▶ **GIVEN EXERCISE**
Turn the rows, from the start up to and including the line containing "column 21, row 53", into a JSON list of strings with one string per line and blank lines omitted. Leave the pictures out of the output.

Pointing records
===
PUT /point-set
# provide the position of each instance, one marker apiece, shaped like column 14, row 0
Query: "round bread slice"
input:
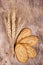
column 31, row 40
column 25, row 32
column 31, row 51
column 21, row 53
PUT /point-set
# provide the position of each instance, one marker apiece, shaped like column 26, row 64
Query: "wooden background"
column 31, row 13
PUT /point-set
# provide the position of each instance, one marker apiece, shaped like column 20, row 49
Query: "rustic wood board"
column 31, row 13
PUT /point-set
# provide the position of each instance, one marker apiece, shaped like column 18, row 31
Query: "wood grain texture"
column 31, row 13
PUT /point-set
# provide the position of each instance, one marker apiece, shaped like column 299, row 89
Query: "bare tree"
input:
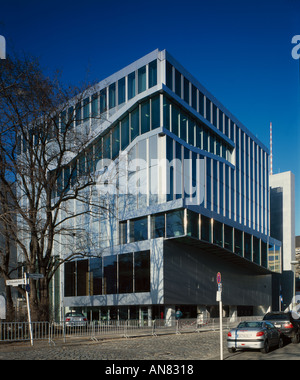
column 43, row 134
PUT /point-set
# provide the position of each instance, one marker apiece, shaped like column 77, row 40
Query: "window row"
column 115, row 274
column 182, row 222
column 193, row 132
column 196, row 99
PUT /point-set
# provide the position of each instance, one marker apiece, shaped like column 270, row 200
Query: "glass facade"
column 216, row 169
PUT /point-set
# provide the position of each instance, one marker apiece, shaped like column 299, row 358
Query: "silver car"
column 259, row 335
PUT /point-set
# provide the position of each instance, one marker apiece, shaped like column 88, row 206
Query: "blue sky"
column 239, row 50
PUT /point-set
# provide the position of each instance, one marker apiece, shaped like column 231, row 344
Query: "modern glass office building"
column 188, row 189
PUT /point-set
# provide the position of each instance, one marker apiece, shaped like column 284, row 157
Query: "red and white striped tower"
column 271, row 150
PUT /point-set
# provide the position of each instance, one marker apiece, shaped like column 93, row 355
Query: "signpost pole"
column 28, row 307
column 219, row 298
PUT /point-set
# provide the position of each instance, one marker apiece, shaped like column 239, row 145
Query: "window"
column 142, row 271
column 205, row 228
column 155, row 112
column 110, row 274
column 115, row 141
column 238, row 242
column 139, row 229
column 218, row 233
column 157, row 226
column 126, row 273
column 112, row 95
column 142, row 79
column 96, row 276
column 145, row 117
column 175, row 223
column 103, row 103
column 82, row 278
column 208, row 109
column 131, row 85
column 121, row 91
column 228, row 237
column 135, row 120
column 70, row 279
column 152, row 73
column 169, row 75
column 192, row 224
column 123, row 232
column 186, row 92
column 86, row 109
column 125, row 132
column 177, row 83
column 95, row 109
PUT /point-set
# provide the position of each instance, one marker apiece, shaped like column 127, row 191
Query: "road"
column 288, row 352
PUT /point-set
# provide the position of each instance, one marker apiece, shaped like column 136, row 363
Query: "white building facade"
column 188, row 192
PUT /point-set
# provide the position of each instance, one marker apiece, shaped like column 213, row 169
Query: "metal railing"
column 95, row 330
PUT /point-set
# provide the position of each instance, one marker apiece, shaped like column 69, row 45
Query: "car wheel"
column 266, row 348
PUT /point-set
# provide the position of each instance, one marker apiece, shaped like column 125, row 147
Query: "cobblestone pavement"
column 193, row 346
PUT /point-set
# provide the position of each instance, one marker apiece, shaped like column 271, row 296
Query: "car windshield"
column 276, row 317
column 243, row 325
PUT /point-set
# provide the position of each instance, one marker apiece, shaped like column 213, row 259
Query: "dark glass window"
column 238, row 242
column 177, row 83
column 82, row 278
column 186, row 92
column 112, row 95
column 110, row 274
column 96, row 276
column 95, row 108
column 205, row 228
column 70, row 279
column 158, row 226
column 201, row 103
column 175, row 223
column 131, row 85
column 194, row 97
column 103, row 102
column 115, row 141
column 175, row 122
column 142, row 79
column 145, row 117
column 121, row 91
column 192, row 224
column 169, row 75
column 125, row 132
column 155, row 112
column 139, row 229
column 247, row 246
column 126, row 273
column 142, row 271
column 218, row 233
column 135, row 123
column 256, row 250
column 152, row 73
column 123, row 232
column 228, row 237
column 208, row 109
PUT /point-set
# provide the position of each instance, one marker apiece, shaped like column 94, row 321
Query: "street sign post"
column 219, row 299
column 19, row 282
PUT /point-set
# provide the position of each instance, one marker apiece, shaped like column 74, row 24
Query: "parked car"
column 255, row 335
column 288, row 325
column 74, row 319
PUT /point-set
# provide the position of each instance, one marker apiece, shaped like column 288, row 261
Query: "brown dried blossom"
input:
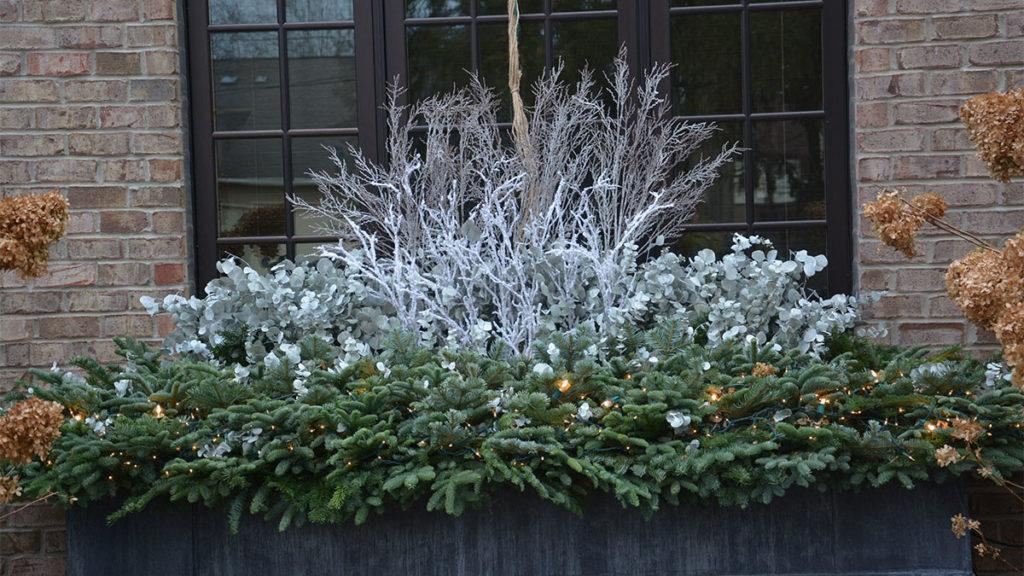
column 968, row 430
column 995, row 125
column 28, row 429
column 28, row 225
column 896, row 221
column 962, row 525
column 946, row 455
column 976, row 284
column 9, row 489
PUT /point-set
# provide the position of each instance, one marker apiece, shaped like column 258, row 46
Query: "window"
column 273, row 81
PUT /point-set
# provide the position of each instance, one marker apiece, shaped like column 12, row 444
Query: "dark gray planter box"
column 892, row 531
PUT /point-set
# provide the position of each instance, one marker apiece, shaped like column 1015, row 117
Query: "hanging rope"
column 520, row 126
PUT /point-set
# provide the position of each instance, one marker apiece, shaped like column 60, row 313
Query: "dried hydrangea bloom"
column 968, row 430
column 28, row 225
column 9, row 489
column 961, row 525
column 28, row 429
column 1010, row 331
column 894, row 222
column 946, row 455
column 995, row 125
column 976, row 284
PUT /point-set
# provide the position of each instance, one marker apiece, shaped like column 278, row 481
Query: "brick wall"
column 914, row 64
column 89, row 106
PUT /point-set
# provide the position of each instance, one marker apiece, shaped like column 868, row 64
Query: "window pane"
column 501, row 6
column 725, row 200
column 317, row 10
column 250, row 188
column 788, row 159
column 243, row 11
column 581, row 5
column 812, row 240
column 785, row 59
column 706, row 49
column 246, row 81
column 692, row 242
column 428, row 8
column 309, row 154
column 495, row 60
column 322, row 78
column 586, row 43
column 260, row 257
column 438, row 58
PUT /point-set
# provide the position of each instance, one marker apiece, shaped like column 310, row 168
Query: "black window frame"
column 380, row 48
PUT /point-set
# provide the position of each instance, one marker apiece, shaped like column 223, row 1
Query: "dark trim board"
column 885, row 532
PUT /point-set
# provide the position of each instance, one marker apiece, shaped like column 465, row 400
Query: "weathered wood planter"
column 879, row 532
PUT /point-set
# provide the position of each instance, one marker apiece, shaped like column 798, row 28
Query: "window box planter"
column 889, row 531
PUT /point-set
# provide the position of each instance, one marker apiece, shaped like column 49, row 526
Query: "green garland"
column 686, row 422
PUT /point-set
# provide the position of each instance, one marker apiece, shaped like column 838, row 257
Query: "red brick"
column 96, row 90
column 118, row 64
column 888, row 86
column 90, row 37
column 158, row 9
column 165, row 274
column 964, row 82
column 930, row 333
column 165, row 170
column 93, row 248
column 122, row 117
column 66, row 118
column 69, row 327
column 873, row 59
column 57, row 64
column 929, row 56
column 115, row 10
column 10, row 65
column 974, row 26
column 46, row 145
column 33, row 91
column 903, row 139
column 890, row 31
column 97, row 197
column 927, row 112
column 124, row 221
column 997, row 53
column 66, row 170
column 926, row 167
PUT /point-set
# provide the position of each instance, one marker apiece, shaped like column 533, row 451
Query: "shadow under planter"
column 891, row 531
===
▶ **COMPLETE ANSWER**
[
  "PUT /point-set",
  "# provide the position of each instance, one marker apiece, shaped like column 14, row 0",
  "Query: \"round bread slice\"",
  "input:",
  "column 31, row 40",
  "column 25, row 32",
  "column 31, row 51",
  "column 21, row 53"
]